* **SELECTION**
At Parker’s Tavern, the catch-all brand behind the F&B operation at Cambridge’s University Arms, part of Marriott International’s Autograph Collection, a very different ethos prevails. Its 90-strong team, who collectively look after everything from the property’s restaurant and bar to banqueting and room service, have been quietly working to eliminate food waste ever since the historic hotel relaunched last summer following an £80 million transformation programme overseen by John Simpson Architects and Martin Brudnizki Design Studio. Under the watchful eye of Chef Director Tristan Welch, everyone in the kitchen is encouraged to play their part; chefs are taught butchery skills so that they can use the whole of each animal across different dishes on the menu, while unused trimmings are measured to help identify what could be done more efficiently in future. “We have very little food waste at Parker’s Tavern,” says Welch, who trained under Gary Rhodes and Michel Roux Jr., before later heading up celebrated London restaurants Pétrus at The Berkeley and Launceston Place. “It’s one of my pet hates, I just cannot abide it.”
Now, Welch is taking his social responsibilities a step further by introducing a monthly supper club designed to inspire and educate both chefs and customers about the issue of food waste. Rubbish Cooks, which takes place on the last Monday of every month, sees guests pre-book a one-night-only set menu made from products that would otherwise be thrown away. “I’ve never been able to stand food waste and to be able to do something highlighting the problem is really exciting,” he continues. “The majority of the ingredients we use on the night come from suppliers and shops that have donated items they can’t sell. And they can’t sell them because of consumer perceptions about what’s nice, and what’s not.”
At the inaugural event in September 2019, for example, diners were treated to a homemade raviolo made from brown-leaved artichokes and cheddar, accompanied by a tangy sauce created by combining cherry tomatoes with sherry vinegar. “You peel artichokes anyway, so it doesn’t matter if the leaves are brown,” explains Welch, who goes on to note that his suppliers also cannot sell the extra-mature cheddar (which is past its sell-by date, but not its use-by date) or the underripe tomatoes. Nevertheless, the dish is utterly bewitching, with the sharp acidity of the sauce providing a welcome counterpoint to the creamy intensity of the raviolo filling.

* **WORK TO DO**
Copy down the part of the Parker's Tavern text starting at "At the inaugural" and ending at "the raviolo filling.".

(Annotated coordinate records)
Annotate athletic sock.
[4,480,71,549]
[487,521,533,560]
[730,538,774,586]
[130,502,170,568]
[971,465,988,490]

* **THE RESULT**
At the inaugural event in September 2019, for example, diners were treated to a homemade raviolo made from brown-leaved artichokes and cheddar, accompanied by a tangy sauce created by combining cherry tomatoes with sherry vinegar. “You peel artichokes anyway, so it doesn’t matter if the leaves are brown,” explains Welch, who goes on to note that his suppliers also cannot sell the extra-mature cheddar (which is past its sell-by date, but not its use-by date) or the underripe tomatoes. Nevertheless, the dish is utterly bewitching, with the sharp acidity of the sauce providing a welcome counterpoint to the creamy intensity of the raviolo filling.